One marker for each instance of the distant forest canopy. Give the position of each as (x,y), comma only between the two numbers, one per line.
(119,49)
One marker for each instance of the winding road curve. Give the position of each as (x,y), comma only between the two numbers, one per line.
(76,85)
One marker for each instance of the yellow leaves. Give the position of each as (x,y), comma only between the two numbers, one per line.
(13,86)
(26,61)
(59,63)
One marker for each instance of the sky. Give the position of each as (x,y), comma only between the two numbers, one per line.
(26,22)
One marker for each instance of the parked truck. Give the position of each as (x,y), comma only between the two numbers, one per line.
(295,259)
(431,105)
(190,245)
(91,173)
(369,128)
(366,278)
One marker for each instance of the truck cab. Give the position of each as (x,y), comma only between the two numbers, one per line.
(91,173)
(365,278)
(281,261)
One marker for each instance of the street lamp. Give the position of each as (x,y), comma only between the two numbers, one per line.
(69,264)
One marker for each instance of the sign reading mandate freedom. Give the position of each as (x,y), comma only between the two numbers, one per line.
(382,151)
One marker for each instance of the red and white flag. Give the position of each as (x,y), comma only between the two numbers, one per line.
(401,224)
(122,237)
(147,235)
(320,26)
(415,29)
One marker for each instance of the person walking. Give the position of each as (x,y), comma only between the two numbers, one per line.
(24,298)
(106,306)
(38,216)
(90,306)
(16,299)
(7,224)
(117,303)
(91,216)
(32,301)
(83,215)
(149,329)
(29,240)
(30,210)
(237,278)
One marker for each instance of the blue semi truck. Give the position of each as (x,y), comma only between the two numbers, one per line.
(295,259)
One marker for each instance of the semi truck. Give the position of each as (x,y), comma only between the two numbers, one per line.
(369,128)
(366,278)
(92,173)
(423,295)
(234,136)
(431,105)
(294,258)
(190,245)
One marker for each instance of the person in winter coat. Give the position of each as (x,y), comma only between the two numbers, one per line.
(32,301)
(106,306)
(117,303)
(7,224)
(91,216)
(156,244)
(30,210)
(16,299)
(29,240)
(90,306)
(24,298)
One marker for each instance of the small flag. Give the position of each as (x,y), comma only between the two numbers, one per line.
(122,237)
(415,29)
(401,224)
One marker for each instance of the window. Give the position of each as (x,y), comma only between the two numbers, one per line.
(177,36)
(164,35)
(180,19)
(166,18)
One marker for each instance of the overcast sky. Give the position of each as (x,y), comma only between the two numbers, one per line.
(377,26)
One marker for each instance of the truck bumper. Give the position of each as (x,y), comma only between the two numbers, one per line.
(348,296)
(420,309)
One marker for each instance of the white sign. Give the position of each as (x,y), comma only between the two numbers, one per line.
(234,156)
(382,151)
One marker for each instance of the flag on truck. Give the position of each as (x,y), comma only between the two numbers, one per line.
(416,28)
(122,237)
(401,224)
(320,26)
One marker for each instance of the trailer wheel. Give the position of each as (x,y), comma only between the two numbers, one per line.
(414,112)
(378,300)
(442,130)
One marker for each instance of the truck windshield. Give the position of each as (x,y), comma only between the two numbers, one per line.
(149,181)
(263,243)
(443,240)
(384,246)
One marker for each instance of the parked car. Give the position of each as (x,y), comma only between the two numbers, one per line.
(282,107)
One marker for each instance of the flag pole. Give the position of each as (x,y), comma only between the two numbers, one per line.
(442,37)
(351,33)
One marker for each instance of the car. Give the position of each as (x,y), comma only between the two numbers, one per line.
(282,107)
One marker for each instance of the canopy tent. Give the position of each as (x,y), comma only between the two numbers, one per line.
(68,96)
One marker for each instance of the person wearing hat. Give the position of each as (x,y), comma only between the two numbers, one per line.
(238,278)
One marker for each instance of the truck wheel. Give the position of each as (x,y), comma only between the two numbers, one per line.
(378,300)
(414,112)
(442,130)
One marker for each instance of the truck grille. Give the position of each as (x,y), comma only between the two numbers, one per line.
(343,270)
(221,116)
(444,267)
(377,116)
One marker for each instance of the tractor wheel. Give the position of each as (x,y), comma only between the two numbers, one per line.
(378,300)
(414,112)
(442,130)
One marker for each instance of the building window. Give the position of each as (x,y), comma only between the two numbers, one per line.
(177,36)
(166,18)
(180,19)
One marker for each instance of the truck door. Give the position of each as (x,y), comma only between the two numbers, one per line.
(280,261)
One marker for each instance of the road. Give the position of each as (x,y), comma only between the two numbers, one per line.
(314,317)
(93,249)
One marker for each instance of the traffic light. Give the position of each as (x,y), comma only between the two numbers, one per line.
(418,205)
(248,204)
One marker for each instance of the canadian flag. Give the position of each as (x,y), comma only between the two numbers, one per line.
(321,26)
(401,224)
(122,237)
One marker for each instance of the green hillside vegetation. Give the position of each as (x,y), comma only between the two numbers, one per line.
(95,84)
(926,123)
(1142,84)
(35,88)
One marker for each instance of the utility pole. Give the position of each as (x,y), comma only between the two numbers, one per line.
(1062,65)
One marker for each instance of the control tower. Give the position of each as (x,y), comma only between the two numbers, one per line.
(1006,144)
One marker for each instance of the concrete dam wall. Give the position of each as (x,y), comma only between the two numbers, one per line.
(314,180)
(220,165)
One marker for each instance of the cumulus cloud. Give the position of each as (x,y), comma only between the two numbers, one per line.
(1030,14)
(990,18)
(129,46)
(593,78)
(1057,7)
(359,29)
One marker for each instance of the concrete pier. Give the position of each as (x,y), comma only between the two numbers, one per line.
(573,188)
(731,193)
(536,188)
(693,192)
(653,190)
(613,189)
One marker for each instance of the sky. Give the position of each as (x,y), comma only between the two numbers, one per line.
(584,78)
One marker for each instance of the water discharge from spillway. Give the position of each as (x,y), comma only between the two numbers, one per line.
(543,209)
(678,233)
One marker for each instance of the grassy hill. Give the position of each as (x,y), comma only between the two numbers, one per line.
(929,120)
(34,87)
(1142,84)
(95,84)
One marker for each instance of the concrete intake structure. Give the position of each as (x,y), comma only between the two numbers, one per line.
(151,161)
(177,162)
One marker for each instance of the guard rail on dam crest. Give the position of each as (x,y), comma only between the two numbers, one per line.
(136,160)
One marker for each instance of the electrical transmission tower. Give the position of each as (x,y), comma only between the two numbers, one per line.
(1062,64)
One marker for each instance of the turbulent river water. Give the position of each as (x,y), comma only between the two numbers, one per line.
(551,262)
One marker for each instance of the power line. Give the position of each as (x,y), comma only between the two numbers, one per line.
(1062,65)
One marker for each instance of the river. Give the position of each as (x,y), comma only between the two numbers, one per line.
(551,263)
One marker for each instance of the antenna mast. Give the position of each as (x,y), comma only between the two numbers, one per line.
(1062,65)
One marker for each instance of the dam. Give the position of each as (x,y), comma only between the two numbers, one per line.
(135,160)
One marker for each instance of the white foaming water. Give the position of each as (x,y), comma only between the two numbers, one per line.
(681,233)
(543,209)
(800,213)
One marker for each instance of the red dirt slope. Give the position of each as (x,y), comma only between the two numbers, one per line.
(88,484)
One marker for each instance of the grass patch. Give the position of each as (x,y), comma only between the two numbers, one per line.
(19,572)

§ The request
Every line of the data above should be copied exactly.

§ Task solution
One marker for each instance of the distant forest canopy. Give the position of each as (x,y), comma only between the two numbers, one per line.
(119,49)
One marker for each instance of the winding road curve. Give the position of each as (x,y), comma only between the two numbers, one per line.
(76,85)
One marker for each instance of the yellow leaves. Give the position of each as (x,y), comma only between the two numbers, one per line.
(13,86)
(26,61)
(59,63)
One marker for each instance of the sky. Give the position of each as (x,y), comma only between the two numbers, one per line.
(26,22)
One marker for each instance of the parked truck. Give the position of each as (x,y), comma only between the two numbers, one per line.
(295,259)
(431,105)
(190,245)
(91,173)
(369,128)
(366,278)
One marker for each instance of the truck cab. Give the position of each as (x,y), comma only between the two numbers, one per line.
(91,173)
(365,278)
(281,261)
One marker for each instance of the street lamp. Give the position of each as (x,y), comma only between the two numbers, one per line.
(69,264)
One marker for each instance of the sign reading mandate freedom. Give the position of each as (x,y), comma only between the two numbers, one per line.
(382,151)
One marker for each instance of the red and white flag. Give the position of each as (x,y), comma only between the two numbers, one per line.
(401,224)
(122,237)
(147,235)
(320,26)
(415,29)
One marker for each instance of the person walking. Give the position of each as (x,y), comma only between the two numbers, one per line.
(24,298)
(106,306)
(38,216)
(90,306)
(16,299)
(7,224)
(117,303)
(91,216)
(32,301)
(83,215)
(149,329)
(29,240)
(30,210)
(237,278)
One marker for each instance of the blue semi truck. Give the position of each as (x,y), comma only between the two numbers, one per line.
(295,259)
One marker for each instance of the semi truck. Give the position of each as (x,y), comma only between the two numbers, one per line.
(369,128)
(366,278)
(92,173)
(423,295)
(234,136)
(431,105)
(294,258)
(190,245)
One marker for each instance of the person in winter coat. Give the position of each as (x,y), comma only between the two numbers, one per line.
(32,301)
(106,306)
(117,303)
(7,224)
(91,216)
(156,244)
(30,210)
(16,299)
(29,240)
(90,306)
(24,298)
One marker for each instance of the small flag. Give the position of each as (x,y), comma only between the two numbers, one per line.
(122,237)
(415,29)
(401,224)
One marker for each instance of the window. Give the position of each as (x,y), comma only between the two numbers, one per line.
(177,36)
(164,35)
(180,19)
(166,18)
One marker for each instance of the overcast sky. Give the position of each as (x,y), comma only between the two numbers, one per line.
(377,26)
One marker for each instance of the truck bumper. Give the position of each as (x,y), comma only between the two numbers, one per line.
(348,296)
(420,309)
One marker for each instance of the white sign. Give the position of each as (x,y), comma only between the two numbers, one per line.
(234,156)
(382,151)
One marker for each instance of the flag on truck. Give the position of each as (x,y), comma only between the two numbers, one per line.
(416,28)
(122,237)
(401,224)
(320,26)
One marker for each instance of the trailer wheel. Give the position of each as (x,y), comma only between the two numbers, one per line.
(414,112)
(378,300)
(442,130)
One marker for each instance of the truck windshield. Give the position of each as (x,y), comma only between the two numbers, one per line.
(149,181)
(263,243)
(443,240)
(384,246)
One marker for each instance of the parked car. Give the position of each as (x,y), comma only between the two numbers, one per line.
(282,107)
One marker for each instance of the flag pole. Give the position of each as (x,y), comma only between the two numbers, one per line.
(442,37)
(351,33)
One marker for each instance of the car. Give the position of each as (x,y), comma only between the two numbers, one per line.
(282,107)
One marker for each instance of the canopy tent. Give the position of each as (x,y), comma only between the two numbers, one per line.
(68,96)
One marker for each instance of the person wearing hat. Give the position of each as (x,y), comma only between the two numbers, one per line.
(238,278)
One marker for each instance of the truck wheel. Give the position of each as (x,y), comma only between the two numbers, one per line.
(378,300)
(414,112)
(442,130)
One marker for each instance of the truck grille. Give the position of each as (x,y), comma only between the two numbers, one per line.
(343,270)
(221,116)
(444,267)
(377,116)
One marker for each instance of the tractor wheel. Give the position of each as (x,y), comma only between the two numbers, one per line.
(378,300)
(414,112)
(442,130)
One marker for each instance of the building window. Give the position of each as (x,y), comma only between the two numbers, one per line.
(177,36)
(166,18)
(180,19)
One marker for each instance of the truck door. Give the position of each as (x,y), comma only between the two numbers, one per line.
(280,261)
One marker for each instance of the road. Give the position of each as (x,y), comma only between the two numbers, one per line.
(314,317)
(93,249)
One marker for each instance of the traffic light. Give the position of each as (x,y), comma only between the two numbers, one per line.
(418,205)
(248,204)
One marker for each instance of the canadian flag. Give the position of each as (x,y), comma only between the two numbers, one per line.
(321,26)
(401,224)
(122,237)
One marker for each instance of the green hillside vegetation. Give the position of each as (x,y), comma only between the two numbers, one per line.
(95,84)
(926,123)
(1142,84)
(35,88)
One marker for each instance of the utility pole. Give the position of each as (x,y), comma only between the two numbers, one per line.
(1062,65)
One marker for each instance of the control tower. Give the position of each as (x,y), comma only between the two numbers, one per line.
(1006,144)
One marker for each instance of the concrete dam wall. Give the position of each as (x,y), comma only between the two numbers, one per line.
(314,180)
(220,165)
One marker for each instance of the cumulus cloud. Give the position of each as (x,y), comma only between the two numbers, one per line.
(1030,14)
(990,18)
(129,46)
(593,78)
(1057,7)
(359,29)
One marker for each instance of the concrete pier. Give the position of each as (x,y), comma only between the two numbers, one per line.
(573,188)
(731,193)
(536,188)
(693,192)
(653,190)
(613,189)
One marker for each instance of the sky. Give the position of each as (x,y), comma only between the two numbers, one per line.
(584,78)
One marker for each instance of the water discharge from spillway. Give the position of each as (x,y), comma only between the two numbers, one per line.
(543,209)
(678,233)
One marker for each instance of the grassy hill. Give the position of each as (x,y), comma only between the two numbers, one per line.
(929,120)
(34,87)
(1142,84)
(95,84)
One marker for each instance of the concrete intake structure. Give the position of each as (x,y), comma only between the two numbers, one per line.
(151,161)
(177,162)
One marker for each instance of the guard rail on dam crest. Give the position of each as (x,y), comma only between the two numbers, one per line.
(136,160)
One marker for each instance of the electrical transmission tower. Give the position of each as (x,y), comma only between the two numbers, one per line.
(1062,64)
One marker for each instance of the turbulent river water. Give the position of each as (x,y), comma only between the two numbers, one per line.
(551,262)
One marker for each instance of the power line. Give the position of each as (x,y), comma only between the two numbers, one per line.
(1062,65)
One marker for each instance of the river. Give the position of each as (x,y), comma only between the two numbers, one per line.
(551,263)
One marker for each instance of the antenna mast. Give the position of each as (x,y), comma only between the two numbers, one per line.
(1062,65)
One marker for each instance of the dam. Give the position of each as (x,y), comma only between the two numbers, one per line.
(135,160)
One marker for each instance of the white foaming water. Give the position of each as (x,y), comma only between the two numbers, one per line.
(681,233)
(543,209)
(800,213)
One marker for each instance of the red dirt slope. Give the position of each as (x,y), comma only between the two numbers, one per line.
(88,484)
One marker for each instance of the grass patch. Give the position of each as (x,y), comma only between the two numbers, one per line.
(19,572)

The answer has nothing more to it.